Prompt: Extract each line of the data below that contains the string "barrel". Treat the match as case-sensitive.

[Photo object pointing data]
= = = = =

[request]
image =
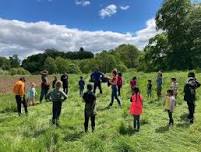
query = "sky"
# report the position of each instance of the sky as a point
(30, 26)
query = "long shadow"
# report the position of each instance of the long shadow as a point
(73, 137)
(162, 129)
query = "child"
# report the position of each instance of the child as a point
(113, 82)
(136, 107)
(170, 105)
(174, 86)
(149, 88)
(89, 111)
(133, 83)
(54, 82)
(57, 96)
(81, 85)
(119, 83)
(32, 94)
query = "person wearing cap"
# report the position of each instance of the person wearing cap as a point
(190, 94)
(19, 91)
(57, 96)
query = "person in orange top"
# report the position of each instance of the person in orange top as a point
(136, 107)
(19, 91)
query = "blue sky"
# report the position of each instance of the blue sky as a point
(67, 12)
(30, 26)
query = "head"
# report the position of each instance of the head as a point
(114, 73)
(136, 90)
(170, 92)
(89, 87)
(58, 84)
(22, 79)
(191, 74)
(134, 78)
(173, 79)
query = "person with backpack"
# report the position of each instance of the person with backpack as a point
(136, 107)
(119, 83)
(169, 105)
(64, 79)
(89, 110)
(19, 91)
(190, 94)
(57, 96)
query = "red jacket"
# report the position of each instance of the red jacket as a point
(136, 104)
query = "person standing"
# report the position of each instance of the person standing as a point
(113, 82)
(64, 79)
(90, 105)
(136, 107)
(81, 85)
(96, 77)
(190, 94)
(57, 96)
(19, 91)
(159, 82)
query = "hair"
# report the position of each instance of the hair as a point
(191, 74)
(22, 79)
(134, 78)
(171, 92)
(58, 84)
(89, 87)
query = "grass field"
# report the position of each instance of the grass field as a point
(34, 133)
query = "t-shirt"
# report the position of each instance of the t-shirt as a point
(90, 103)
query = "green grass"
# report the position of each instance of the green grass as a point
(113, 127)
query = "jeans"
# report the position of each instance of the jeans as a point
(114, 96)
(56, 111)
(19, 102)
(136, 122)
(86, 122)
(43, 94)
(97, 84)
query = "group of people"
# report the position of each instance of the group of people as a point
(60, 90)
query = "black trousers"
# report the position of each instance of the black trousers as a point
(97, 84)
(65, 89)
(86, 121)
(19, 102)
(171, 121)
(136, 122)
(56, 111)
(191, 109)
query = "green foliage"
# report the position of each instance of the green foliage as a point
(18, 71)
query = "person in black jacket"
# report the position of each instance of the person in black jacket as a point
(190, 94)
(90, 105)
(64, 79)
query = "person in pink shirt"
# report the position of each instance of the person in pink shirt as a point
(136, 107)
(133, 83)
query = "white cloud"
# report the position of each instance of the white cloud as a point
(108, 11)
(26, 38)
(82, 2)
(124, 7)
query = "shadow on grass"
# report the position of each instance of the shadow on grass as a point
(162, 129)
(73, 137)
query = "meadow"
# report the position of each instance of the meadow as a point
(34, 133)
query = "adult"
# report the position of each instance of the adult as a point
(113, 82)
(64, 79)
(96, 77)
(19, 91)
(44, 85)
(159, 82)
(190, 94)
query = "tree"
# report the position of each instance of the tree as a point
(50, 65)
(14, 61)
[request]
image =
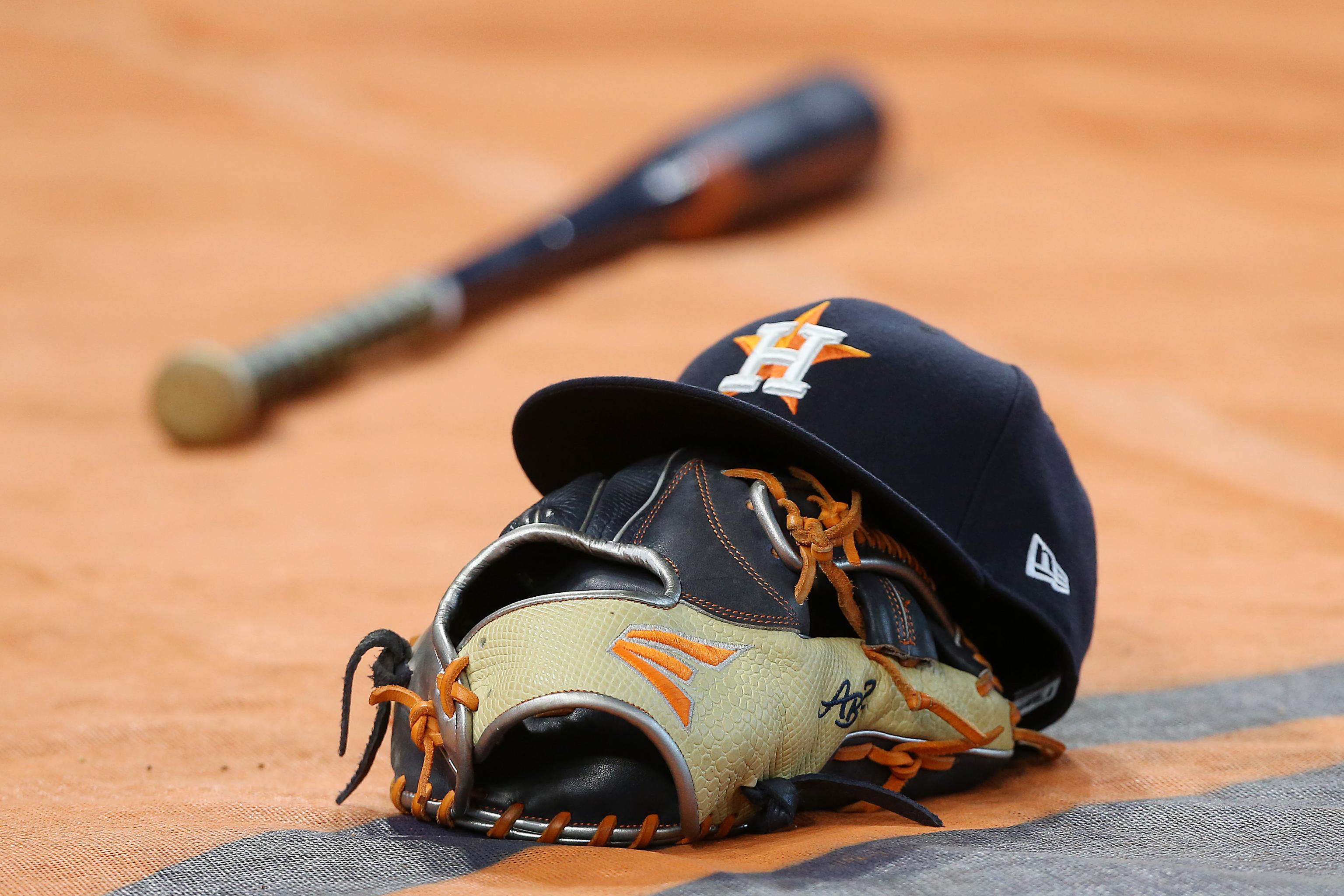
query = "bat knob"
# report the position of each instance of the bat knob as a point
(206, 396)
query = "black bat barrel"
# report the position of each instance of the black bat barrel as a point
(816, 137)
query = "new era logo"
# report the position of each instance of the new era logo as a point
(1043, 566)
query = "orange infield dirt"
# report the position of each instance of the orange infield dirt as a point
(1140, 205)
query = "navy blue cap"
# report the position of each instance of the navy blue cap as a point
(949, 448)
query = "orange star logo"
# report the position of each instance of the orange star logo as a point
(796, 340)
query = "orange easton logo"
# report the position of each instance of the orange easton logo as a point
(636, 647)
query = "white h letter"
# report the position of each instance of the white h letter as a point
(798, 360)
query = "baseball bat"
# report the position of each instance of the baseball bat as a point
(812, 139)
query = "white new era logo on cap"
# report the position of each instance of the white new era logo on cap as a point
(1043, 566)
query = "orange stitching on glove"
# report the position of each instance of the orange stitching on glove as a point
(604, 832)
(1049, 747)
(506, 821)
(553, 831)
(647, 831)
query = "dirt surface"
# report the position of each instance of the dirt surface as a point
(1138, 203)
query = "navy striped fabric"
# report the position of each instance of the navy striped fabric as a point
(1189, 844)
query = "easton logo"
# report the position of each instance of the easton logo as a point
(781, 354)
(636, 647)
(847, 703)
(1043, 566)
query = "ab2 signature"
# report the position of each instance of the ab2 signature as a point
(847, 703)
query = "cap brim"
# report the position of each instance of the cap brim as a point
(608, 422)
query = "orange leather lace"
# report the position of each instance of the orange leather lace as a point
(427, 735)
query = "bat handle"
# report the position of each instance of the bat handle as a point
(210, 394)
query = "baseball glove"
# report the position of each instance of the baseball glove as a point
(686, 649)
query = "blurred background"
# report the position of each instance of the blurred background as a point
(1140, 205)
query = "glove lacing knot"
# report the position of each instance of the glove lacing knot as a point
(427, 735)
(835, 526)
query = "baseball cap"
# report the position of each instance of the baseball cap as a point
(951, 449)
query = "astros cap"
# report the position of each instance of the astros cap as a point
(951, 449)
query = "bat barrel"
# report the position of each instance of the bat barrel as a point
(808, 140)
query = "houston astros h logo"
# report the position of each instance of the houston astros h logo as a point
(781, 354)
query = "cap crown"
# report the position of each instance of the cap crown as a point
(960, 436)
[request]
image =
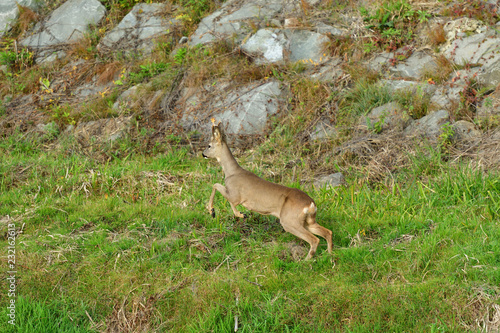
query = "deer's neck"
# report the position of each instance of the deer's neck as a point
(228, 162)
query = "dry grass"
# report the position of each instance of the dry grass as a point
(132, 316)
(436, 35)
(440, 73)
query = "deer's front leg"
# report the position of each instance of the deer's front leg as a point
(222, 189)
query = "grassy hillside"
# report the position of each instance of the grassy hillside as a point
(127, 245)
(115, 236)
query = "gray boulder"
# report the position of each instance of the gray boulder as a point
(414, 66)
(385, 117)
(480, 49)
(267, 45)
(324, 130)
(490, 106)
(244, 110)
(465, 130)
(429, 126)
(274, 45)
(65, 25)
(137, 30)
(231, 20)
(102, 130)
(306, 46)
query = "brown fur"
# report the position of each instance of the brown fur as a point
(295, 209)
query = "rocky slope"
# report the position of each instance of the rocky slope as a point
(98, 70)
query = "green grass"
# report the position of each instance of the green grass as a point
(133, 237)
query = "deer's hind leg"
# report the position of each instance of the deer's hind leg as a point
(232, 200)
(319, 230)
(296, 227)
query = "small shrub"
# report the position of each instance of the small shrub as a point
(416, 102)
(394, 21)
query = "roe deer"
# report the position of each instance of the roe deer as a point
(294, 208)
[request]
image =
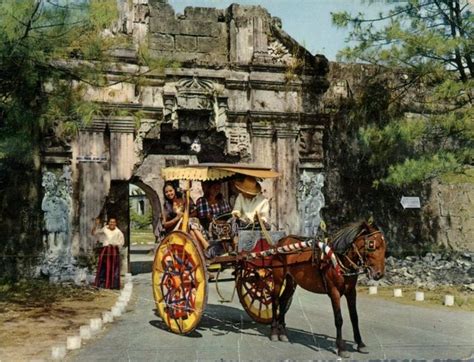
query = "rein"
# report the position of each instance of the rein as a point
(359, 267)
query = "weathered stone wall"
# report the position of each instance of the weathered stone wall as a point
(445, 218)
(21, 238)
(245, 91)
(451, 207)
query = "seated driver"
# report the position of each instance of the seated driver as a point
(249, 202)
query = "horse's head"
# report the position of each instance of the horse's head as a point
(370, 245)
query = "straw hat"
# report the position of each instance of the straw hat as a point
(248, 185)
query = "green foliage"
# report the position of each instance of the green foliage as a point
(421, 127)
(38, 88)
(141, 221)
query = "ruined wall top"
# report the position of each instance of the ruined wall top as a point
(239, 35)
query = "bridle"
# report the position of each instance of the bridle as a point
(360, 266)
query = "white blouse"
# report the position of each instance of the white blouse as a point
(110, 237)
(245, 208)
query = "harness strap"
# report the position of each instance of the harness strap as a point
(291, 248)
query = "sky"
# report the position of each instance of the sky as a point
(307, 21)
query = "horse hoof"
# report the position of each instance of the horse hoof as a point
(343, 354)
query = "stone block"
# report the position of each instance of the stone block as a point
(212, 45)
(186, 43)
(203, 14)
(164, 25)
(161, 9)
(162, 42)
(202, 28)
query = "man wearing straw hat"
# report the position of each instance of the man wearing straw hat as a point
(250, 202)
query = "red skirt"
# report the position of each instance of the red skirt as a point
(108, 268)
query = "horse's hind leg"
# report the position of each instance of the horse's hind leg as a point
(277, 284)
(351, 297)
(336, 307)
(285, 300)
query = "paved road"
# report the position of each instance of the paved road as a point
(391, 330)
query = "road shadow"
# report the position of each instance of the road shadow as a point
(219, 320)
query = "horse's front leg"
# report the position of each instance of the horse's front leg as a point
(285, 300)
(351, 296)
(336, 307)
(274, 333)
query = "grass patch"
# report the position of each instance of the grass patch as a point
(466, 177)
(142, 237)
(38, 292)
(433, 298)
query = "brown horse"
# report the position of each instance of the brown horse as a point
(359, 248)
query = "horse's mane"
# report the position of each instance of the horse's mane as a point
(343, 239)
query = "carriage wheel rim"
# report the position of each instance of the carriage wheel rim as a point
(179, 282)
(255, 293)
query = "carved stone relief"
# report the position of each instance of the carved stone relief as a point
(195, 94)
(238, 143)
(310, 148)
(279, 53)
(58, 262)
(310, 201)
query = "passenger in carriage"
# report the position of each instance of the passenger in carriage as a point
(212, 204)
(250, 202)
(173, 211)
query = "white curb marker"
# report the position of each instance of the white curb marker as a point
(419, 296)
(85, 332)
(373, 290)
(58, 352)
(449, 300)
(73, 342)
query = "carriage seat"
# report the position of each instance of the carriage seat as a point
(248, 239)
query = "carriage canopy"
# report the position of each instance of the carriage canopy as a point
(216, 171)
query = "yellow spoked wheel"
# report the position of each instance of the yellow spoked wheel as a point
(179, 282)
(254, 287)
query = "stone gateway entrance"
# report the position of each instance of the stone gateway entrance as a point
(244, 91)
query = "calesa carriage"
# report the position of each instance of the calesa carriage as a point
(181, 271)
(267, 265)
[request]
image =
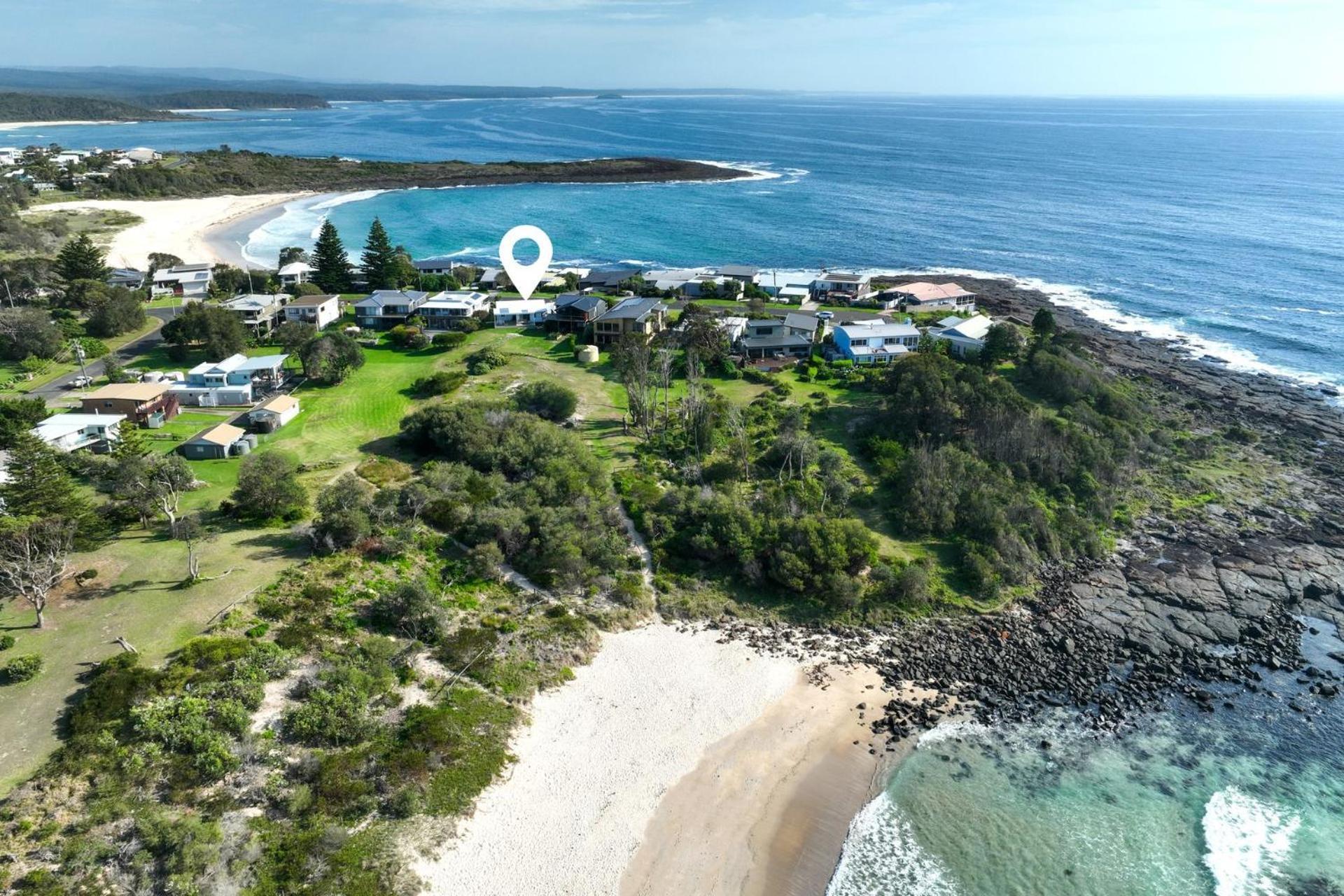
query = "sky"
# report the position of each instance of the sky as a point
(1022, 48)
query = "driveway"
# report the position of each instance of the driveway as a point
(61, 388)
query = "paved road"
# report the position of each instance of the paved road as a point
(59, 388)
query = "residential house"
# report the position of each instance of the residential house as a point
(70, 158)
(314, 311)
(841, 286)
(448, 309)
(641, 316)
(574, 312)
(216, 444)
(274, 413)
(436, 266)
(127, 277)
(924, 298)
(387, 308)
(232, 381)
(608, 281)
(295, 273)
(792, 336)
(741, 273)
(522, 312)
(74, 431)
(144, 403)
(964, 335)
(875, 343)
(187, 281)
(258, 312)
(776, 280)
(734, 328)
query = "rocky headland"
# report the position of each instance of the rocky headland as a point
(1186, 603)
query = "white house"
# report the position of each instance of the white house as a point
(962, 333)
(73, 431)
(315, 311)
(923, 296)
(841, 285)
(876, 343)
(188, 281)
(274, 412)
(295, 273)
(141, 155)
(522, 312)
(444, 309)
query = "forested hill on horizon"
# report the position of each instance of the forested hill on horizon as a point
(150, 86)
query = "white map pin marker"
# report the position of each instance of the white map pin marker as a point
(526, 277)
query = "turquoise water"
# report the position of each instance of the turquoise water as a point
(1236, 804)
(1212, 220)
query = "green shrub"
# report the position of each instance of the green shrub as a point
(22, 668)
(549, 400)
(440, 383)
(484, 362)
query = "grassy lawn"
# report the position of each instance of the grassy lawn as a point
(137, 596)
(137, 593)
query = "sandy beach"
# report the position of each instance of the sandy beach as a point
(657, 764)
(182, 227)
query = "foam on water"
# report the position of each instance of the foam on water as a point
(1247, 843)
(882, 858)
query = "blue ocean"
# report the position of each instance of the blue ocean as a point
(1218, 223)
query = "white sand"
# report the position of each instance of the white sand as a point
(24, 125)
(598, 758)
(175, 226)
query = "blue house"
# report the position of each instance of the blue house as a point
(875, 343)
(230, 382)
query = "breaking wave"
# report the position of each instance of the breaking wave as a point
(882, 858)
(1247, 843)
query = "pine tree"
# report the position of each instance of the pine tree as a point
(331, 264)
(379, 260)
(81, 260)
(38, 485)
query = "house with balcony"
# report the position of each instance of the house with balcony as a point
(448, 309)
(233, 381)
(148, 405)
(387, 308)
(875, 343)
(574, 314)
(314, 311)
(932, 298)
(522, 312)
(73, 431)
(790, 336)
(258, 312)
(964, 335)
(840, 286)
(186, 281)
(638, 316)
(295, 273)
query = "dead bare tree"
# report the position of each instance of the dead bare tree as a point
(34, 559)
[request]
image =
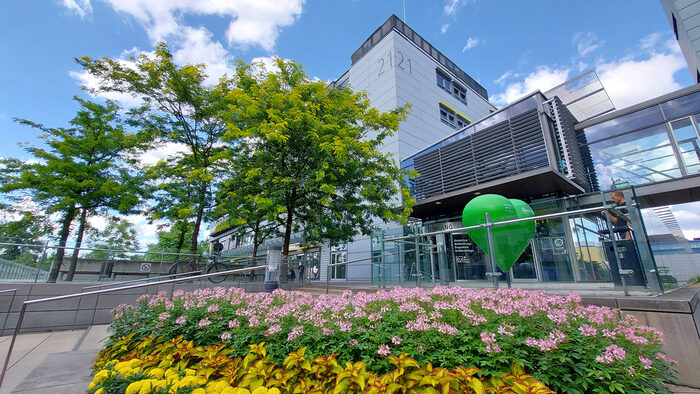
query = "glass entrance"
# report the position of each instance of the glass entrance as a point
(338, 255)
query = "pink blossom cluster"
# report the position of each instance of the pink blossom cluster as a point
(414, 311)
(611, 353)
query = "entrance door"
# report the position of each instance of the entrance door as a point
(338, 256)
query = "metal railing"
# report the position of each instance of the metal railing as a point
(103, 291)
(9, 307)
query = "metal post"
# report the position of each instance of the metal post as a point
(380, 270)
(617, 253)
(12, 342)
(489, 236)
(43, 256)
(9, 308)
(419, 274)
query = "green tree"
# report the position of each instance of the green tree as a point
(179, 109)
(315, 152)
(85, 168)
(118, 236)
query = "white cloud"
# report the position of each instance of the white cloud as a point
(543, 78)
(642, 76)
(252, 22)
(452, 6)
(198, 47)
(163, 151)
(587, 43)
(506, 75)
(471, 43)
(82, 8)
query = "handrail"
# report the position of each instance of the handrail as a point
(103, 250)
(9, 307)
(102, 291)
(141, 280)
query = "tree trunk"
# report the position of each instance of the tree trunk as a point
(78, 244)
(256, 240)
(197, 223)
(181, 239)
(284, 267)
(63, 238)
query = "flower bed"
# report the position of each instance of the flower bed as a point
(569, 347)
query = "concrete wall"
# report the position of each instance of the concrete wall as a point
(677, 316)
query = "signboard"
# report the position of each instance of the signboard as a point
(559, 244)
(441, 226)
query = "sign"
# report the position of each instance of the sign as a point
(559, 244)
(441, 226)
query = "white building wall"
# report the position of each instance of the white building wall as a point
(393, 73)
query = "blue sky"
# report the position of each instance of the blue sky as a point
(510, 47)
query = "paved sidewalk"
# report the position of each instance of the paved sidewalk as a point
(53, 362)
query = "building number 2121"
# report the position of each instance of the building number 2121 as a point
(387, 62)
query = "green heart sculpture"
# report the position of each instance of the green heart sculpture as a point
(509, 241)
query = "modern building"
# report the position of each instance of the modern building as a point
(684, 16)
(394, 66)
(560, 151)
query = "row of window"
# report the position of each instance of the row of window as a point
(452, 119)
(447, 84)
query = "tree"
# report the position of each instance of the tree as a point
(244, 205)
(118, 236)
(178, 108)
(85, 168)
(315, 153)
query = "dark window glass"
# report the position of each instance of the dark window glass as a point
(644, 156)
(675, 26)
(623, 124)
(681, 106)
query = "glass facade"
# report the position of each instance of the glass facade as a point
(653, 144)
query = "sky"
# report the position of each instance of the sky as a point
(511, 47)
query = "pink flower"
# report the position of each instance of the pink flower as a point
(384, 350)
(587, 330)
(295, 333)
(274, 329)
(204, 322)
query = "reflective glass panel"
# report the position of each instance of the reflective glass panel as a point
(625, 123)
(688, 144)
(681, 106)
(637, 158)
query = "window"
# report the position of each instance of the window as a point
(445, 83)
(460, 93)
(675, 26)
(452, 119)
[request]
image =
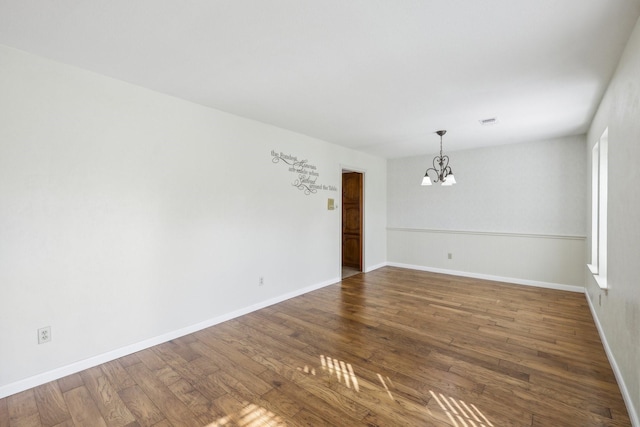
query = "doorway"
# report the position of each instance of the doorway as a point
(352, 230)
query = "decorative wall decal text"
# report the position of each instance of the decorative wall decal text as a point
(306, 173)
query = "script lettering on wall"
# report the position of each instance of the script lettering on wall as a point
(306, 174)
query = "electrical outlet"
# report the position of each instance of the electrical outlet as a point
(44, 335)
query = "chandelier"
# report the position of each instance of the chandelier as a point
(441, 167)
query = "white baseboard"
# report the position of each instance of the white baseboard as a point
(375, 267)
(549, 285)
(52, 375)
(633, 413)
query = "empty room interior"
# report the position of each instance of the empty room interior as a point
(305, 213)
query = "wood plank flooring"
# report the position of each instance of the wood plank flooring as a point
(393, 347)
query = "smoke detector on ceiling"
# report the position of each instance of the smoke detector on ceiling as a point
(490, 121)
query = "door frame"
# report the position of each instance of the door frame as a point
(346, 169)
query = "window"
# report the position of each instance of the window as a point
(599, 188)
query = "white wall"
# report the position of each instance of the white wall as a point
(618, 316)
(516, 213)
(128, 216)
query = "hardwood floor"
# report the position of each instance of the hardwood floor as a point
(393, 347)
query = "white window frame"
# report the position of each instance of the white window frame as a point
(599, 197)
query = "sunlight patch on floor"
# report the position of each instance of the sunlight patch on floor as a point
(343, 371)
(461, 414)
(250, 416)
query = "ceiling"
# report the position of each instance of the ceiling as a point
(380, 76)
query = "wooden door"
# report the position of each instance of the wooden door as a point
(352, 220)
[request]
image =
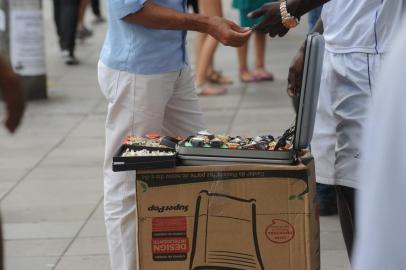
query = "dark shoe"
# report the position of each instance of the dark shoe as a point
(326, 197)
(69, 58)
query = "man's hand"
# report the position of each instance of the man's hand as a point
(10, 87)
(272, 22)
(159, 17)
(296, 73)
(228, 33)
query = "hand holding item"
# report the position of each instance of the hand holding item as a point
(228, 33)
(272, 22)
(10, 88)
(296, 73)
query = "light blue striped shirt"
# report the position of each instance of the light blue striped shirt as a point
(137, 49)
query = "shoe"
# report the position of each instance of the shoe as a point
(69, 58)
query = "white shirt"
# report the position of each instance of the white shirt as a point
(361, 25)
(382, 200)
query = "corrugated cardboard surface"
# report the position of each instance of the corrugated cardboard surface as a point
(228, 217)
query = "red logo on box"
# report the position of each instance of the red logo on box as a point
(169, 239)
(280, 231)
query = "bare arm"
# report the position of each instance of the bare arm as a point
(272, 22)
(318, 27)
(156, 16)
(300, 7)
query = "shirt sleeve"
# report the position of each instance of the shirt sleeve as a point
(122, 8)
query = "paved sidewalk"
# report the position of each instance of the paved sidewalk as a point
(51, 186)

= = = = =

Result of the task:
query = "black bat barrel"
# report the position of each instance of the black bat barrel as a point
query = "bat barrel"
# report the position of each instance of the bat barrel as a point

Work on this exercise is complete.